Top of Source document

Species of shrub endemic to Australia

Grevillea viridiflava, commonly known as linear-leaf grevillea, is species of flowering plant in the family Proteaceae and is endemic to eastern Australia. It is an erect, spindly shrub with linear to narrowly elliptic leaves, and clusters of 12 to 24 white flowers with a yellowish-green or cream-coloured style.

==Description==
Grevillea viridiflava is an erect, spindly shrub that typically grows to a height of 0.5–1 m, and often forms a rhizome. Its leaves are linear to narrowly elliptic, mostly 30–60 mm long and 2–3 mm wide. The edges of the leaves are rolled under, the upper surface is glabrous and the lower surface silky-hairy. The flowers are arranged in clusters of 12 to 24 on the ends of branches, and are greenish or yellowish in the bud stage, later white with a yellowish green or cream-coloured style, the pistil 7–9.5 mm long. Flowering occurs from August to January and the fruit is a lumpy follicle 9–11 mm long.

==Taxonomy==
Grevillea viridiflava was first formally described in 2000 by Robert Makinson in the Flora of Australia from specimens collected near Torrington in 1988.

==Distribution and habitat==
Linear-leaf grevillea in the shrubby understorey of forest in moist places at altitudes of 850–1000 m in montane areas of south-eastern Queensland and north-eastern New South Wales.

Bottom of Source document

> [Task set]:
A: In the Grevillea viridiflava text, during which months does the plant flower?
B: Output the part of the Grevillea viridiflava text that begins at the words "Grevillea viridiflava, commonly" and stops after "or cream-coloured style.", copied with no changes.

Top of The data

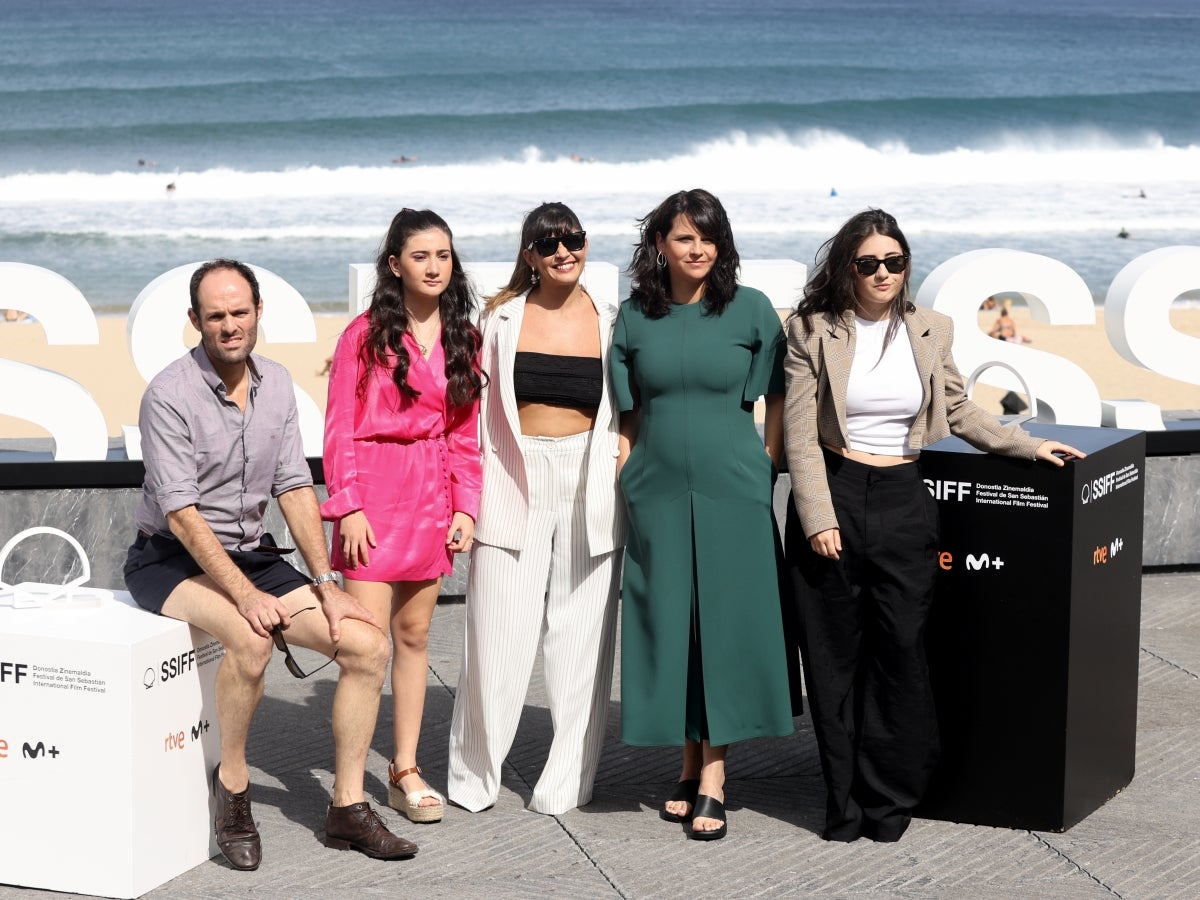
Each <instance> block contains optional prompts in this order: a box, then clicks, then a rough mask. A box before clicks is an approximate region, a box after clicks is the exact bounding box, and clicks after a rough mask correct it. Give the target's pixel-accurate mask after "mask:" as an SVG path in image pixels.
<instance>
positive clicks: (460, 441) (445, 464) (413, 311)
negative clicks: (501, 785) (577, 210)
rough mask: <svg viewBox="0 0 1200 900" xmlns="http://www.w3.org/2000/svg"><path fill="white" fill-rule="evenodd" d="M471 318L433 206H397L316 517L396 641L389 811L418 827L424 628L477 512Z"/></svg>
mask: <svg viewBox="0 0 1200 900" xmlns="http://www.w3.org/2000/svg"><path fill="white" fill-rule="evenodd" d="M474 308H475V298H474V293H473V290H472V287H470V282H469V281H468V278H467V274H466V272H464V271H463V268H462V262H461V260H460V259H458V254H457V253H456V252H455V248H454V239H452V236H451V234H450V227H449V226H448V224H446V223H445V221H444V220H443V218H442V217H440V216H438V215H437V214H436V212H432V211H430V210H412V209H402V210H401V211H400V212H397V214H396V216H395V217H394V218H392V221H391V227H390V228H389V229H388V235H386V238H385V239H384V242H383V246H382V248H380V251H379V254H378V257H377V258H376V288H374V293H373V294H372V295H371V306H370V307H368V308H367V311H366V312H364V313H362V314H361V316H359V317H358V318H355V319H354V320H353V322H350V324H349V325H348V326H347V329H346V331H344V332H343V334H342V336H341V338H338V341H337V349H336V350H335V352H334V365H332V368H331V370H330V374H329V403H328V406H326V408H325V484H326V485H328V487H329V499H328V500H325V503H324V504H322V508H320V512H322V516H324V517H325V518H326V520H329V521H331V522H334V568H335V569H337V570H338V571H341V572H342V577H343V578H344V580H346V589H347V590H348V592H349V593H350V595H352V596H354V598H355V599H356V600H359V601H360V602H361V604H362V605H364V606H365V607H366V608H367V610H370V611H371V613H372V616H373V617H374V619H376V622H378V623H380V624H383V625H385V626H386V628H388V629H389V631H390V634H391V641H392V650H394V654H392V662H391V694H392V712H394V715H392V738H394V754H392V757H391V760H390V761H389V763H388V805H389V806H391V808H392V809H395V810H398V811H400V812H402V814H404V815H406V816H407V817H408V818H410V820H412V821H414V822H439V821H442V816H443V815H444V814H445V802H444V799H443V797H442V794H439V793H438V792H437V791H434V790H433V788H431V787H430V786H428V784H426V781H425V780H424V779H422V778H421V769H420V767H419V766H418V764H416V746H418V743H419V740H420V736H421V718H422V715H424V710H425V680H426V676H427V672H428V653H427V644H428V636H430V622H431V620H432V618H433V610H434V606H436V605H437V600H438V592H439V589H440V587H442V577H443V576H444V575H449V574H450V572H451V571H454V556H455V553H466V552H468V551H469V550H470V547H472V544H473V542H474V533H475V517H476V516H478V515H479V492H480V479H481V474H480V460H479V439H478V437H476V427H478V421H479V395H480V390H481V386H482V379H481V377H480V371H479V350H480V340H481V338H480V334H479V330H478V329H476V328H475V326H474V325H473V324H472V313H473V312H474Z"/></svg>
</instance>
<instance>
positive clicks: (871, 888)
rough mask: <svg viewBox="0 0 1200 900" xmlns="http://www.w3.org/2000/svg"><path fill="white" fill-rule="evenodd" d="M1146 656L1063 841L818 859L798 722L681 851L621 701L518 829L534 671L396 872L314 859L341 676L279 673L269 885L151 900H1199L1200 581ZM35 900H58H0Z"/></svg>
mask: <svg viewBox="0 0 1200 900" xmlns="http://www.w3.org/2000/svg"><path fill="white" fill-rule="evenodd" d="M462 619H463V606H462V604H452V602H451V604H446V602H443V604H442V605H439V607H438V611H437V616H436V618H434V624H433V629H432V636H431V647H430V678H428V690H427V695H426V710H425V730H424V737H422V743H421V764H422V766H424V767H425V772H426V776H427V778H428V780H430V781H431V784H433V785H434V786H436V787H439V788H444V786H445V756H446V740H448V732H449V724H450V710H451V706H452V702H454V685H455V684H456V683H457V676H458V653H460V647H461V640H462V638H461V636H462ZM1140 647H1141V653H1140V677H1139V722H1138V763H1136V775H1135V778H1134V780H1133V784H1132V785H1130V786H1129V787H1128V788H1126V790H1124V791H1123V792H1122V793H1120V794H1118V796H1117V797H1115V798H1114V799H1112V800H1110V802H1109V803H1108V804H1105V805H1104V806H1103V808H1100V809H1099V810H1098V811H1096V812H1094V814H1092V815H1091V816H1090V817H1088V818H1086V820H1084V821H1082V822H1080V823H1079V824H1076V826H1075V827H1074V828H1072V829H1070V830H1068V832H1067V833H1064V834H1054V833H1040V832H1025V830H1009V829H1004V828H988V827H977V826H962V824H953V823H947V822H936V821H925V820H917V821H914V822H913V826H912V827H911V828H910V830H908V833H907V834H906V835H905V838H904V840H902V841H900V842H899V844H872V842H870V841H866V840H860V841H857V842H854V844H848V845H847V844H829V842H826V841H822V840H821V839H820V836H818V832H820V829H821V824H822V809H823V788H822V785H821V774H820V766H818V762H817V755H816V746H815V743H814V738H812V732H811V728H810V725H809V720H808V718H806V716H802V718H800V719H798V720H797V734H796V736H793V737H790V738H786V739H775V740H757V742H748V743H744V744H740V745H737V746H734V748H733V749H732V751H731V754H730V762H728V781H727V784H726V797H727V808H728V822H730V834H728V836H727V838H726V839H725V840H721V841H718V842H714V844H700V842H695V841H689V840H686V839H685V836H684V834H683V830H682V829H680V827H679V826H672V824H668V823H666V822H662V821H661V820H659V817H658V808H659V805H660V804H661V802H662V799H664V797H665V796H666V793H667V792H668V788H670V786H671V784H672V782H673V781H674V779H676V778H677V775H678V757H679V754H678V750H673V749H662V750H646V749H635V748H626V746H623V745H622V744H620V743H619V742H618V740H617V736H618V734H619V690H618V686H617V685H614V688H613V703H612V707H611V713H610V721H608V738H607V745H606V748H605V754H604V758H602V761H601V766H600V773H599V779H598V784H596V790H595V799H594V800H593V803H592V804H589V805H588V806H586V808H583V809H578V810H572V811H570V812H568V814H565V815H563V816H558V817H547V816H540V815H538V814H534V812H528V811H526V810H524V804H526V803H527V802H528V799H529V797H530V793H532V785H533V784H534V782H535V781H536V776H538V773H539V770H540V767H541V764H542V762H544V760H545V756H546V746H547V744H548V739H550V714H548V712H547V709H546V706H545V692H544V689H542V686H541V682H540V674H538V672H535V674H534V684H533V686H532V689H530V694H529V698H528V701H527V707H526V710H524V716H523V719H522V724H521V728H520V731H518V733H517V738H516V743H515V746H514V751H512V754H511V756H510V758H509V762H508V766H506V769H505V778H504V787H503V790H502V792H500V798H499V802H498V803H497V805H496V806H494V808H493V809H491V810H488V811H486V812H481V814H478V815H472V814H469V812H466V811H463V810H461V809H456V808H450V809H449V810H448V812H446V817H445V820H444V821H443V822H442V823H439V824H434V826H414V824H410V823H408V822H407V820H404V818H403V817H402V816H401V815H400V814H397V812H391V811H390V810H386V809H385V808H383V809H382V811H383V814H384V816H385V817H386V818H388V821H389V823H390V824H391V826H392V827H394V829H395V830H396V832H397V833H400V834H402V835H404V836H407V838H410V839H413V840H415V841H416V842H418V844H419V845H420V848H421V850H420V853H419V854H418V856H416V857H415V858H414V859H410V860H407V862H394V863H384V862H377V860H371V859H367V858H365V857H362V856H360V854H358V853H340V852H336V851H332V850H328V848H325V847H324V846H323V845H322V844H320V842H319V832H320V828H322V824H323V822H324V811H325V804H326V802H328V796H329V790H330V787H331V784H332V775H331V767H332V743H331V738H330V733H329V727H328V720H329V709H330V700H331V692H332V686H334V676H332V674H331V673H332V671H334V668H332V667H331V668H330V670H326V671H325V672H322V673H319V674H318V676H314V677H313V678H311V679H308V680H304V682H300V680H295V679H293V678H290V677H289V676H288V673H287V671H286V670H284V668H283V665H282V660H281V659H280V656H278V654H276V659H275V660H272V664H271V670H270V671H269V673H268V689H266V697H265V698H264V701H263V706H262V708H260V710H259V714H258V716H257V719H256V722H254V728H253V732H252V736H251V748H250V758H251V762H252V764H253V767H254V769H253V784H254V815H256V818H257V821H258V823H259V828H260V830H262V834H263V847H264V854H263V856H264V862H263V865H262V868H260V869H259V870H258V871H254V872H238V871H234V870H232V869H230V868H229V866H228V865H227V864H226V863H224V860H223V859H221V858H220V857H218V858H216V859H212V860H210V862H209V863H206V864H203V865H199V866H197V868H196V869H192V870H191V871H188V872H185V874H184V875H181V876H179V877H178V878H175V880H173V881H170V882H168V883H167V884H164V886H162V887H161V888H158V889H157V890H155V892H152V893H151V894H149V895H148V896H151V898H233V896H244V895H246V894H256V895H259V896H266V898H276V896H278V898H289V899H290V898H341V896H352V895H362V894H370V895H386V896H401V898H480V899H482V898H538V896H554V898H558V896H571V898H659V896H661V898H709V896H738V898H748V896H796V898H830V896H839V898H851V896H852V898H876V896H905V898H938V899H941V898H946V899H950V898H955V899H956V898H983V899H989V898H1026V896H1033V898H1097V899H1099V898H1126V899H1128V900H1133V899H1134V898H1189V899H1190V898H1195V896H1200V838H1198V833H1200V716H1198V712H1200V572H1196V571H1194V570H1192V571H1186V572H1152V574H1147V575H1145V576H1144V578H1142V624H1141V641H1140ZM618 668H619V667H618ZM390 707H391V704H390V691H389V689H386V688H385V695H384V703H383V708H382V713H380V716H379V725H378V730H377V732H376V737H374V742H373V750H372V754H371V761H370V766H368V772H367V792H368V794H370V799H372V802H373V803H374V804H376V805H377V806H382V805H383V800H385V798H386V784H385V781H386V779H385V772H386V755H388V752H389V751H390V745H391V738H390V732H391V713H390ZM96 778H97V781H96V784H95V785H94V787H95V788H96V798H95V802H103V798H102V797H101V796H100V793H101V792H102V785H103V782H102V773H97V774H96ZM62 827H64V835H48V839H50V840H62V839H64V838H65V836H66V835H67V834H70V828H71V812H70V810H62ZM71 838H72V839H79V838H83V839H86V835H71ZM0 851H2V848H0ZM64 862H65V864H70V860H68V859H65V860H64ZM34 896H41V898H46V896H52V895H50V894H47V893H46V892H34V890H26V889H19V888H6V887H0V899H2V900H10V899H16V898H22V899H24V898H34Z"/></svg>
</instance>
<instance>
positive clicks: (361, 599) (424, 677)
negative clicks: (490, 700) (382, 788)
mask: <svg viewBox="0 0 1200 900" xmlns="http://www.w3.org/2000/svg"><path fill="white" fill-rule="evenodd" d="M440 587H442V580H440V578H434V580H431V581H419V582H396V583H395V584H391V583H386V582H377V581H352V580H349V578H347V580H346V589H347V592H348V593H349V594H350V595H352V596H354V598H355V599H356V600H358V601H359V602H361V604H362V605H364V606H366V607H367V608H368V610H371V613H372V614H373V616H374V617H376V622H386V623H389V625H388V628H389V631H390V634H391V640H392V656H391V695H392V731H394V733H392V738H394V740H395V750H396V754H395V756H394V758H392V762H394V764H395V768H396V770H397V772H403V770H404V769H407V768H412V767H414V766H416V746H418V743H419V740H420V737H421V719H422V718H424V715H425V683H426V678H427V673H428V641H430V622H431V620H432V619H433V610H434V607H436V606H437V602H438V590H439V589H440ZM425 786H426V785H425V782H424V781H422V780H421V778H420V776H419V775H416V774H415V773H414V774H412V775H407V776H406V778H404V779H402V780H401V787H402V790H403V791H404V793H409V792H412V791H419V790H421V788H424V787H425ZM420 805H422V806H436V805H438V799H437V798H433V797H425V798H422V799H421V803H420Z"/></svg>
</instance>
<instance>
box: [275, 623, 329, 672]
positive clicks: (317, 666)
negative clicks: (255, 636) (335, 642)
mask: <svg viewBox="0 0 1200 900" xmlns="http://www.w3.org/2000/svg"><path fill="white" fill-rule="evenodd" d="M316 608H317V607H316V606H306V607H304V608H302V610H296V611H295V612H294V613H292V616H293V617H295V616H299V614H300V613H302V612H308V610H316ZM271 640H272V641H275V647H276V648H277V649H280V650H282V652H283V665H284V666H287V667H288V671H289V672H290V673H292V674H293V676H294V677H295V678H307V677H308V676H311V674H316V673H317V672H319V671H320V670H323V668H324V667H325V666H328V665H329V664H330V662H332V661H334V660H335V659H337V650H336V649H335V650H334V655H332V656H330V658H329V662H322V664H320V665H319V666H317V667H316V668H314V670H312V672H307V673H306V672H305V671H304V670H302V668H300V664H299V662H296V660H295V656H293V655H292V648H289V647H288V642H287V641H284V640H283V626H282V625H276V626H275V628H272V629H271Z"/></svg>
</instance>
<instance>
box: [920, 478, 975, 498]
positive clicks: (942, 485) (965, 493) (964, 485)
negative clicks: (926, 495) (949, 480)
mask: <svg viewBox="0 0 1200 900" xmlns="http://www.w3.org/2000/svg"><path fill="white" fill-rule="evenodd" d="M925 487H928V488H929V492H930V493H931V494H934V499H935V500H955V502H958V503H962V500H965V499H966V498H967V497H970V496H971V482H970V481H934V479H931V478H926V479H925Z"/></svg>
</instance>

Bottom of The data

> [Answer section]:
A: From August to January.

B:
Grevillea viridiflava, commonly known as linear-leaf grevillea, is species of flowering plant in the family Proteaceae and is endemic to eastern Australia. It is an erect, spindly shrub with linear to narrowly elliptic leaves, and clusters of 12 to 24 white flowers with a yellowish-green or cream-coloured style.